**Instruction 1**
In the passage below on memory bottlenecks in AI infrastructure, rewrite the paragraph beginning "Nvidia CEO Jensen Huang made headlines" more concisely, retaining its main facts.
**Instruction 2**
Name every company whose CEO, according to the passage below on memory bottlenecks in AI infrastructure, warned on an earnings call that memory will remain a critical bottleneck.
**Instruction 3**
Extend the passage below on memory bottlenecks in AI infrastructure, beginning after its final sentence.

Over the past month, the CEOs of Microsoft, Meta, Google, Amazon, and Apple all signaled the same structural concern on their earnings calls: memory will remain a critical bottleneck in AI infrastructure buildouts, and no quick relief is in sight. This convergence of messaging from the world's largest technology companies underscores how central memory capacity has become to the current wave of AI capex spending. Yet despite these warnings, markets have repriced some semiconductor plays radically while leaving others undervalued relative to the urgency of the message.

Nvidia CEO Jensen Huang made headlines this week with a Beijing visit alongside President Trump, reinforcing the company's geopolitical centrality to US-China tech relations and triggering a fresh record high. NVDA topped $5.5 trillion in market cap, making it one of only three companies globally to achieve that valuation milestone. Meanwhile, Micron Technology, which has far fewer geopolitical constraints and direct exposure to the memory bottleneck every CEO just highlighted, still trades at just 7x trailing earnings. The gap reflects both Nvidia's dominance in the AI narrative and investors' hesitation to back pure memory suppliers despite structural demand signals.

**Data shown**
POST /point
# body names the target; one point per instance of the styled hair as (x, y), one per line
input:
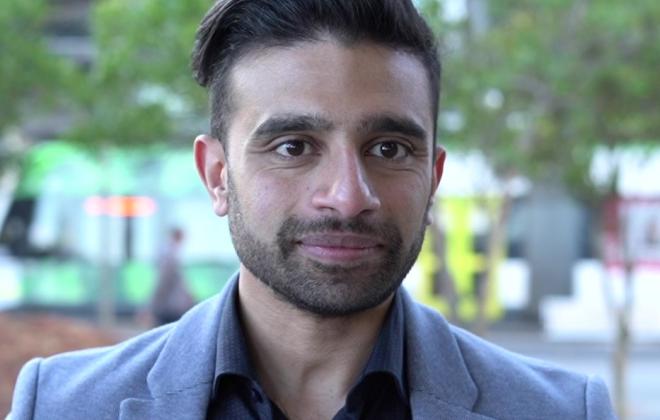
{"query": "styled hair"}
(233, 28)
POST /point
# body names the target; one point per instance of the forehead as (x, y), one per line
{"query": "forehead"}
(343, 83)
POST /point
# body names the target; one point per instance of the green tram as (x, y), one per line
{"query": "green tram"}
(75, 217)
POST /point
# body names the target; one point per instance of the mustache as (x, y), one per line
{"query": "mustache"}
(295, 227)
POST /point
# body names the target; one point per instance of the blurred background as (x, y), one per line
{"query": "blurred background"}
(546, 237)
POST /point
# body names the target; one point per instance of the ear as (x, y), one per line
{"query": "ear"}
(211, 163)
(437, 169)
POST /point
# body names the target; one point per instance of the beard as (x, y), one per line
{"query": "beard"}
(327, 290)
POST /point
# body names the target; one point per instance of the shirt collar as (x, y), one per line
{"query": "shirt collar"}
(388, 353)
(232, 356)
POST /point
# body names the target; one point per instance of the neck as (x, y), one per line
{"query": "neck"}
(306, 363)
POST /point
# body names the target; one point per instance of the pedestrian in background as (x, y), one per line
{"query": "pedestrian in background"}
(171, 298)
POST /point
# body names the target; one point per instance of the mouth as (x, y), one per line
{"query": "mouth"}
(337, 248)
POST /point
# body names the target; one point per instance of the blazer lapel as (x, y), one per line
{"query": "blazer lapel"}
(191, 404)
(440, 384)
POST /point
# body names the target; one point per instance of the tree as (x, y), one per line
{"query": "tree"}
(31, 78)
(539, 86)
(140, 90)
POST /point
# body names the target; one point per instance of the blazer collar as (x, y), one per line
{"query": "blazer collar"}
(181, 379)
(440, 385)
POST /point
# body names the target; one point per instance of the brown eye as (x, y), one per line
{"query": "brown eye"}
(389, 150)
(293, 148)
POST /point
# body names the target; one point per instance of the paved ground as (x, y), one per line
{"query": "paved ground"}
(595, 358)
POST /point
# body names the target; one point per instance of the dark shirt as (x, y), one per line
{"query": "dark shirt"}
(379, 392)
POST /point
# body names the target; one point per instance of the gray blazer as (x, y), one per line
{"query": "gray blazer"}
(167, 373)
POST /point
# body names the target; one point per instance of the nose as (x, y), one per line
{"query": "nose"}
(345, 188)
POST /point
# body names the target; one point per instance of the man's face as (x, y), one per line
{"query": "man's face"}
(327, 173)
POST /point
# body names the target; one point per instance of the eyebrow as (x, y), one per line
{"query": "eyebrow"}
(279, 124)
(393, 124)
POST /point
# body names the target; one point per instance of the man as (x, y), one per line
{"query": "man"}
(322, 155)
(171, 298)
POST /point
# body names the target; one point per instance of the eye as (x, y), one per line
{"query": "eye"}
(293, 148)
(390, 150)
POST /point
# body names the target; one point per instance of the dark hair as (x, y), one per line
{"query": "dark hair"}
(232, 28)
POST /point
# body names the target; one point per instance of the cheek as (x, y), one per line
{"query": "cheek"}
(271, 200)
(407, 204)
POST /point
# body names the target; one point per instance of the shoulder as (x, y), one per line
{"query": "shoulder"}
(506, 384)
(507, 379)
(68, 384)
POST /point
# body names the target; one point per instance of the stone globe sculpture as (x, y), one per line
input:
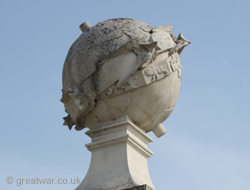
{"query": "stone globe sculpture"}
(122, 68)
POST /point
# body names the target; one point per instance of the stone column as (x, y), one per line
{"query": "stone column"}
(119, 157)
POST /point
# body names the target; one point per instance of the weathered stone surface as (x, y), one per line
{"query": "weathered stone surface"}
(122, 67)
(121, 79)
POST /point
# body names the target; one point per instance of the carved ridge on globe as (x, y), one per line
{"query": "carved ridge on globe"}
(121, 67)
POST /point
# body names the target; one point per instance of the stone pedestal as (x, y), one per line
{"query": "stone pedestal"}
(119, 157)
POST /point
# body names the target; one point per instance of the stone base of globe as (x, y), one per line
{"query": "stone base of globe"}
(119, 157)
(147, 106)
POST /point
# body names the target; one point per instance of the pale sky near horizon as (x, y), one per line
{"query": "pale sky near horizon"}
(207, 145)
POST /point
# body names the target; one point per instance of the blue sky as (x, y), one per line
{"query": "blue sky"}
(207, 145)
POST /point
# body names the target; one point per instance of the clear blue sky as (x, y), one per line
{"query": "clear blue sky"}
(207, 145)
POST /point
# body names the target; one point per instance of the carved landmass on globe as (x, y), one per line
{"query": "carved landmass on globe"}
(122, 67)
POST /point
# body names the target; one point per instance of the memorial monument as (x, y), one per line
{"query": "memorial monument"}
(121, 79)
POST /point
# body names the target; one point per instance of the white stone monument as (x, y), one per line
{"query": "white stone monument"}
(121, 79)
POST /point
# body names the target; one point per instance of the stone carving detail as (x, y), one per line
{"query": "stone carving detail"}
(116, 57)
(78, 104)
(121, 79)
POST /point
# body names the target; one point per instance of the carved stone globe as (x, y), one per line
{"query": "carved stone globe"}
(122, 67)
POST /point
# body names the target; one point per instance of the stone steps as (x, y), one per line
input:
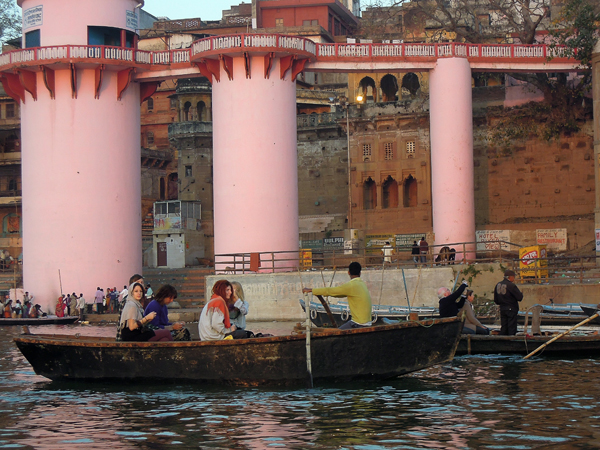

**Answer 1**
Jensen Huang's Beijing visit with President Trump this week underscored Nvidia's geopolitical importance in US-China tech relations and drove the stock to a record high, lifting its market cap above $5.5 trillion. Only three companies worldwide have reached that valuation. Micron Technology, by contrast, faces fewer geopolitical constraints and is directly exposed to the memory bottleneck the CEOs described, yet it trades at only 7x trailing earnings. This gap reflects Nvidia's dominance of the AI narrative and investors' reluctance to back pure memory suppliers despite structural demand.

**Answer 2**
Microsoft, Meta, Google, Amazon, Apple

**Answer 3**
The memory shortage is reshaping capex priorities across the AI stack. Broadcom and other advanced packaging vendors are seeing elevated order flow as companies compete for capacity. Solana's tokenized stocks on-chain briefly flashed $400M in market cap, a sign that even niche infrastructure bets are drawing retail money into the AI hardware sector. Beyond semiconductors, the constraint is forcing cloud providers and AI labs to optimize code and algorithms rather than simply scale linearly, creating secondary markets for software efficiency tools and workload management platforms.

Skeptics argue that memory constraints will eventually ease once new fabs come online and supply catches up with demand; several Asian chipmakers are ramping capacity in 2026. Others question whether the five CEOs' warnings were self-interested posturing to justify capex budgets and margin expansion. But the sheer synchronization of the message across competing firms, combined with actual order book tightness, suggests the supply tightness is real and durable.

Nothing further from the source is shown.